# Exercise directions:
Rewrite the data below with "drop a marker" changed to "place a dot" throughout, keeping every other line unchanged and omitting the pictures.

#### Information given ####

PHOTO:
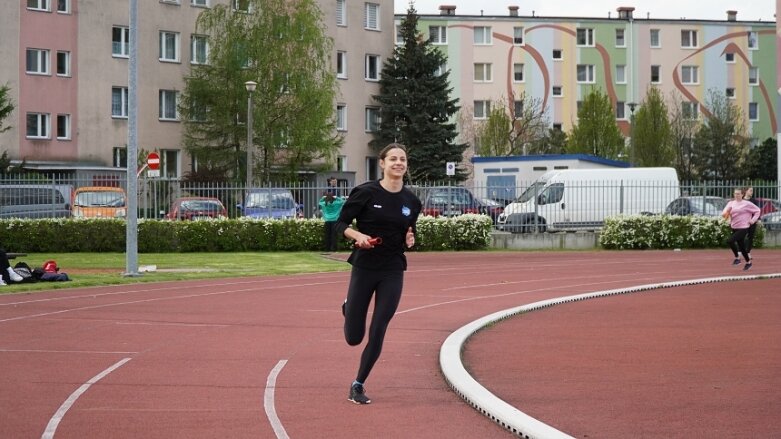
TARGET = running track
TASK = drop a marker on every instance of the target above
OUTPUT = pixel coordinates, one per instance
(265, 358)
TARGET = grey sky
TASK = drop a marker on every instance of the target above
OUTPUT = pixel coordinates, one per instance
(748, 10)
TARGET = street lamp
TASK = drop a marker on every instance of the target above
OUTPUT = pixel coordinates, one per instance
(250, 85)
(632, 106)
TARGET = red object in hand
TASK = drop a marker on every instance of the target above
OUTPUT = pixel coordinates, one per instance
(373, 241)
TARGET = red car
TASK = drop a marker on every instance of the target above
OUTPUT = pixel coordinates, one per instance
(196, 208)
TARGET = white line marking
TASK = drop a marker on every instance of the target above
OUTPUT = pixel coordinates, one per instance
(55, 420)
(268, 401)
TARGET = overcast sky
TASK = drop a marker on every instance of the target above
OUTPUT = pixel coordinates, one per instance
(748, 10)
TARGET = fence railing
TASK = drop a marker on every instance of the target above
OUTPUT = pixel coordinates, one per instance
(527, 206)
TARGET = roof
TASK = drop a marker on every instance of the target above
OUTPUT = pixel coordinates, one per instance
(552, 157)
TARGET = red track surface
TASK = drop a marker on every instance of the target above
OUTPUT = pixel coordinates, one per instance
(201, 352)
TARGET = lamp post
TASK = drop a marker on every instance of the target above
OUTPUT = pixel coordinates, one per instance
(250, 85)
(632, 107)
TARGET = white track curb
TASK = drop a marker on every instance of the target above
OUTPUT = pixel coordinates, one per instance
(509, 417)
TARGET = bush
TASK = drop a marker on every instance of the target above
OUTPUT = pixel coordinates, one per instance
(667, 231)
(467, 232)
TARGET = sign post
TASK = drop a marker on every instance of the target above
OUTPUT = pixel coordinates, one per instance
(153, 163)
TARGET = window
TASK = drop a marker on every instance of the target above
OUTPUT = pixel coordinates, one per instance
(690, 74)
(688, 39)
(169, 46)
(753, 111)
(38, 61)
(482, 35)
(63, 63)
(518, 36)
(656, 74)
(341, 117)
(483, 72)
(656, 41)
(372, 72)
(585, 37)
(341, 13)
(620, 40)
(585, 73)
(63, 126)
(37, 125)
(518, 109)
(167, 109)
(199, 49)
(371, 16)
(690, 110)
(119, 102)
(482, 109)
(620, 110)
(753, 75)
(38, 5)
(372, 124)
(620, 74)
(437, 34)
(341, 64)
(518, 72)
(120, 41)
(753, 40)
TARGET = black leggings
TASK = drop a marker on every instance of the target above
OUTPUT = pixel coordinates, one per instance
(385, 286)
(737, 242)
(752, 229)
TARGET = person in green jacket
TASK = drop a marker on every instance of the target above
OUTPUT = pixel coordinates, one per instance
(331, 206)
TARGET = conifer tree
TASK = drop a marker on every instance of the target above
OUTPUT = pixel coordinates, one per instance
(416, 108)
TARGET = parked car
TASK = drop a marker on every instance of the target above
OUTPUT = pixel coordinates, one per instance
(196, 208)
(35, 200)
(271, 203)
(99, 202)
(697, 205)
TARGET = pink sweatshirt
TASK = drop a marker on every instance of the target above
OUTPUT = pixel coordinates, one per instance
(742, 213)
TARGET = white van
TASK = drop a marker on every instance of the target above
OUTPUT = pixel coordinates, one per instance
(581, 199)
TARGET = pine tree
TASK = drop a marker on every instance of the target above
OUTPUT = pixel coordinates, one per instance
(417, 110)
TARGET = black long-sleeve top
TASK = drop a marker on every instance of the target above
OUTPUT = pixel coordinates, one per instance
(383, 214)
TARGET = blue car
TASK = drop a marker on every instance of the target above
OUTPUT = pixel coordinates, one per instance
(270, 204)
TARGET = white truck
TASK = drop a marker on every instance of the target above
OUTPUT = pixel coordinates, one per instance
(581, 199)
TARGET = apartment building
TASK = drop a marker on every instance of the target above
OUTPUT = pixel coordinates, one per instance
(558, 60)
(66, 62)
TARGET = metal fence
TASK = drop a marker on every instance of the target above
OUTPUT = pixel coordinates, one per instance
(528, 206)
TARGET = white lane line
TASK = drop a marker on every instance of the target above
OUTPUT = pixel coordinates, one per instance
(268, 401)
(55, 420)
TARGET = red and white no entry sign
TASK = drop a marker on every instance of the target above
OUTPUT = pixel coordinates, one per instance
(153, 161)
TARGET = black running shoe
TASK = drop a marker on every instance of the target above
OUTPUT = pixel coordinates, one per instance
(357, 395)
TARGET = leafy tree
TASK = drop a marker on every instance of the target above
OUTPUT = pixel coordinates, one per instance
(512, 130)
(721, 143)
(596, 131)
(762, 162)
(651, 134)
(282, 45)
(416, 108)
(683, 128)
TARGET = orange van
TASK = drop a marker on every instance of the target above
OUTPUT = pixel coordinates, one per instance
(99, 202)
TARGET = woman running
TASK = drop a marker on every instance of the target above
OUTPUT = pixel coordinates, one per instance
(387, 210)
(742, 214)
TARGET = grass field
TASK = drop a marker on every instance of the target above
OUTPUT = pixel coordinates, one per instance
(95, 269)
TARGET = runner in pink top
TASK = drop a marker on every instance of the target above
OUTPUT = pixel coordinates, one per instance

####

# Task solution:
PHOTO:
TARGET = running track
TASK = place a dot on every instance of the target above
OUTPUT = pixel coordinates, one per instance
(265, 358)
TARGET = grey sky
TASK = place a dot on every instance of the target above
OUTPUT = pixel coordinates, one per instance
(748, 10)
TARGET = street lamp
TASK = place a dot on every instance of the target above
OUTPUT = pixel coordinates, one per instance
(250, 85)
(632, 106)
TARGET = red object in hand
TASK = place a dot on every instance of the target above
OUTPUT = pixel coordinates, one per instance
(373, 241)
TARGET = red car
TASK = place a dot on every instance of the target above
OUTPUT = pixel coordinates, one per instance
(196, 208)
TARGET = white line marking
TASK = place a dot on every instance of the target above
OUTPUT = pixel coordinates, one per instance
(55, 420)
(268, 401)
TARGET = overcast sky
TASK = place a dot on every instance of the target above
OUTPUT = pixel coordinates, one per instance
(748, 10)
TARGET = fence railing
TASK = place a dot on every instance of the target above
OUTPUT = pixel coordinates, one per instance
(527, 206)
TARGET = roof
TASK = place a dot on every instance of the target above
OUTPUT = pixel coordinates, one per instance
(552, 157)
TARGET = red track surface
TASK = place a dot on every instance of the target above
OUTPUT = pixel coordinates, one per instance
(201, 352)
TARGET = lamp post
TASK = place a dot on every instance of the target above
OUTPUT = pixel coordinates, one per instance
(250, 85)
(632, 107)
TARGET = white track curb
TASK = place a dot on every instance of the target above
OUTPUT = pixel coordinates, one per instance
(509, 417)
TARGET = bush
TASK = place a dot on every instance of the target above
OUTPUT = pixel coordinates, one per instance
(667, 231)
(467, 232)
TARGET = sign post
TASK = place a dot on every instance of the target above
OUTPUT = pixel coordinates, one per instance
(153, 163)
TARGET = window
TASK = place a dot on every instance of the target above
OUTPUT = pixel coordinates, one per instance
(690, 74)
(688, 39)
(169, 46)
(753, 111)
(38, 61)
(482, 35)
(63, 63)
(518, 36)
(656, 74)
(341, 117)
(483, 72)
(656, 41)
(372, 72)
(585, 37)
(341, 13)
(620, 40)
(585, 73)
(63, 126)
(37, 125)
(518, 109)
(167, 109)
(199, 49)
(371, 16)
(690, 110)
(119, 102)
(482, 109)
(620, 110)
(753, 75)
(38, 5)
(372, 124)
(620, 74)
(437, 34)
(341, 64)
(518, 72)
(120, 41)
(753, 40)
TARGET = black leggings
TASK = place a dot on every instance of the target above
OUTPUT = pixel coordinates, one per instance
(385, 286)
(737, 242)
(752, 229)
TARGET = person in green jacket
TASK = place a dot on every instance of the target above
OUTPUT = pixel coordinates, one per instance
(331, 206)
TARGET = conifer tree
TASK = place a dot on every instance of the target above
OUTPUT = pixel coordinates, one per instance
(416, 108)
TARGET = parked car
TASK = place a dot on every instance of the target above
OUTPUT = pixel coordinates, one per instance
(196, 208)
(35, 200)
(271, 203)
(99, 202)
(697, 205)
TARGET = pink sweatshirt
TASK = place a dot on every instance of the target above
OUTPUT = pixel coordinates, one per instance
(742, 213)
TARGET = white van
TASK = place a dot on every instance of the target above
OUTPUT = pixel coordinates, one per instance
(581, 199)
TARGET = pine tree
TASK = place a dot on every instance of the target above
OUTPUT = pixel coordinates, one per instance
(417, 110)
TARGET = black long-sleeve top
TASK = place a dot on every instance of the target above
OUTPUT = pixel coordinates, one per instance
(383, 214)
TARGET = blue car
TASK = place a dot on every instance of the target above
OUTPUT = pixel coordinates, one per instance
(270, 204)
TARGET = white truck
TASK = place a dot on every instance of the target above
OUTPUT = pixel coordinates, one per instance
(581, 199)
TARGET = apartment building
TASK = place a dot on every instance of the target above
OUTPUT = pixel coordinates, one per instance
(558, 60)
(66, 62)
TARGET = metal fence
TASK = place a dot on every instance of the target above
OUTPUT = pixel coordinates, one per instance
(528, 206)
TARGET = white lane line
TASK = place a dot on every instance of the target above
OUTPUT = pixel coordinates, one per instance
(268, 401)
(55, 420)
TARGET = red and white no entry sign
TASK = place a dot on every instance of the target above
OUTPUT = pixel coordinates, one per instance
(153, 161)
TARGET = black running shoe
TASK = place a dot on every instance of the target above
OUTPUT = pixel coordinates, one per instance
(357, 395)
TARGET = leafy tree
TASK = place a dot on every instance of the target above
OUTPUT = pixel coordinates, one per instance
(512, 130)
(721, 143)
(596, 131)
(762, 162)
(651, 134)
(282, 45)
(416, 108)
(683, 128)
TARGET = orange van
TASK = place a dot on every instance of the target above
OUTPUT = pixel coordinates, one per instance
(99, 202)
TARGET = woman running
TASK = place a dot on every instance of the target above
OUTPUT = pixel coordinates, one per instance
(387, 210)
(742, 214)
TARGET = grass field
TASK = place a dot on every instance of the target above
OUTPUT = pixel coordinates, one per instance
(95, 269)
TARGET = runner in pink top
TASK = place a dot on every instance of the target above
OUTPUT = pixel coordinates, one per instance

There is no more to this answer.